■ **Written instruction**: Pick out every line in the items below that contains the string "left", and copy each of those lines. Case counts when matching.

■ **The input**:
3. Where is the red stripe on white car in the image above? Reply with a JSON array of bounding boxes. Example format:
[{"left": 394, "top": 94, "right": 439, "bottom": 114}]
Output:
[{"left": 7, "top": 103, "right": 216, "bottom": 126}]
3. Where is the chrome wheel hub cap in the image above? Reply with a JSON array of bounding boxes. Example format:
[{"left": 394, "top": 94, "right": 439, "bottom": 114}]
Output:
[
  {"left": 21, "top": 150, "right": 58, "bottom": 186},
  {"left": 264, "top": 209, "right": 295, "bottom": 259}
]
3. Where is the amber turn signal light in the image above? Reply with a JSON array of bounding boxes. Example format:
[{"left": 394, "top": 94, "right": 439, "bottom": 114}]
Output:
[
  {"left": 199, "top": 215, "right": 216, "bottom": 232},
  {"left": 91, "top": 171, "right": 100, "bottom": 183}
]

■ **Output for this task**:
[{"left": 394, "top": 94, "right": 439, "bottom": 114}]
[{"left": 7, "top": 103, "right": 216, "bottom": 126}]
[{"left": 394, "top": 94, "right": 439, "bottom": 114}]
  {"left": 21, "top": 150, "right": 58, "bottom": 186},
  {"left": 264, "top": 209, "right": 295, "bottom": 259}
[{"left": 394, "top": 94, "right": 439, "bottom": 114}]
  {"left": 199, "top": 215, "right": 216, "bottom": 232},
  {"left": 91, "top": 171, "right": 100, "bottom": 183}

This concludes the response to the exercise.